MuQSS by itself for 4.8:
4.8-sched-MuQSS_135.patch

MuQSS by itself for 4.7:
4.7-sched-MuQSS_135.patch

Git tree:
https://github.com/ckolivas/linux

A week has passed since the last major update to BFS and -ck was posted, allowing me to concentrate on receiving and responding to any bug reports. As it turns out, there were very few apart from the recurring local_softirq_pending warning/stalls. This is nice because it means MuQSS is mostly ~stable now. Mainline has even had more "stable" releases in the same time as MuQSS for 4.8, moving to 4.8.6 in the interim.

In this version I've added aggressive handling of pending softirqs in the hope the warnings and stalls all go away. The true reason the handling of softirqs are being dropped still escapes me but is likely related to the fact that MuQSS does a lot of lockless rescheduling across CPUs to decrease overhead but this does not give guarantees that locking would.

Additionally, I've added a number of APIs to the kernel to do specified millisecond schedule timeouts which use the highres timers which are mandatory now for MuQSS. The reason for doing this is there are many timeouts in the kernel that specify values below 10ms and the timer resolution at 100Hz only guarantees timeouts under 20ms.

**Data lines**

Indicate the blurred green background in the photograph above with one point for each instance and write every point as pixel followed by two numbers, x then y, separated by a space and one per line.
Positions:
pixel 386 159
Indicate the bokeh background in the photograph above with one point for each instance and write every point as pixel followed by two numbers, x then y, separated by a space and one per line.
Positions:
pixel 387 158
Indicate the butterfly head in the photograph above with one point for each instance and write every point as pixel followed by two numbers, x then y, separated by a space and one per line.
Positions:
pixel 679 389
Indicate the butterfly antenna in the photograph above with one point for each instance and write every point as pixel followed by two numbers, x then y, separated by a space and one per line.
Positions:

**Set task 1**
Quote the MuQSS post word for word, starting at the words "Additionally, I've added" and stopping after "timeouts under 20ms.".
**Set task 2**
Condense the paragraph of the MuQSS post that opens with "Additionally, I've added" into a short bulleted list that keeps its main facts.
Rely only on the MuQSS post when working with this material.

**Complete response 1**
Additionally, I've added a number of APIs to the kernel to do specified millisecond schedule timeouts which use the highres timers which are mandatory now for MuQSS. The reason for doing this is there are many timeouts in the kernel that specify values below 10ms and the timer resolution at 100Hz only guarantees timeouts under 20ms.

**Complete response 2**
- Several kernel APIs were added for millisecond-specified schedule timeouts.
- They use high-resolution timers, which MuQSS now requires.
- Many kernel timeouts specify values below 10ms, but at 100Hz the timer resolution only guarantees timeouts under 20ms.